• [What is required]: Please print each entry below exactly as it stands, but without any pictures.

** Opening Supplied records block **

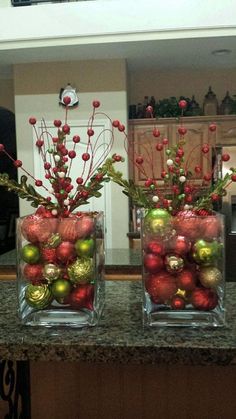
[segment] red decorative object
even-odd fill
[[[67,302],[75,309],[86,308],[93,310],[94,286],[90,284],[79,285],[74,288]]]
[[[177,291],[175,278],[165,271],[148,277],[145,285],[147,292],[155,303],[165,303]]]
[[[62,263],[72,262],[76,257],[73,243],[64,241],[56,248],[56,257]]]
[[[185,301],[182,297],[175,295],[171,300],[171,308],[173,310],[183,310],[185,308]]]
[[[23,221],[22,234],[31,243],[45,243],[54,232],[53,228],[46,218],[30,215]]]
[[[147,253],[144,256],[144,266],[148,272],[156,273],[163,268],[163,259],[160,255],[153,253]]]
[[[44,262],[56,263],[57,256],[55,248],[42,247],[40,253]]]
[[[218,295],[209,288],[196,288],[192,292],[191,303],[197,310],[213,310],[218,304]]]
[[[177,287],[185,291],[193,291],[196,288],[196,273],[184,269],[176,277]]]
[[[24,276],[32,284],[40,284],[43,279],[43,266],[41,264],[26,264],[24,267]]]
[[[153,253],[154,255],[164,254],[164,244],[161,241],[150,241],[147,244],[147,252]]]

** Closing Supplied records block **

• [Response for this exercise]:
[segment] red decorative object
even-odd fill
[[[67,302],[75,309],[86,308],[93,310],[94,286],[90,284],[79,285],[74,288]]]
[[[177,291],[175,278],[165,271],[148,277],[145,285],[147,292],[155,303],[165,303]]]
[[[62,263],[72,262],[76,257],[73,243],[64,241],[56,248],[56,257]]]
[[[185,301],[182,297],[175,295],[171,300],[171,308],[173,310],[183,310],[185,308]]]
[[[23,221],[22,234],[31,243],[45,243],[54,232],[53,228],[46,218],[30,215]]]
[[[147,253],[144,256],[144,266],[148,272],[156,273],[163,268],[163,259],[160,255],[153,253]]]
[[[44,262],[56,263],[57,256],[55,248],[42,247],[40,253]]]
[[[218,295],[209,288],[196,288],[192,292],[191,303],[197,310],[213,310],[218,304]]]
[[[177,287],[185,291],[193,291],[196,288],[196,273],[184,269],[176,277]]]
[[[24,276],[32,284],[40,284],[43,279],[43,266],[41,264],[26,264],[24,267]]]
[[[153,253],[154,255],[164,254],[164,244],[161,241],[150,241],[147,244],[147,252]]]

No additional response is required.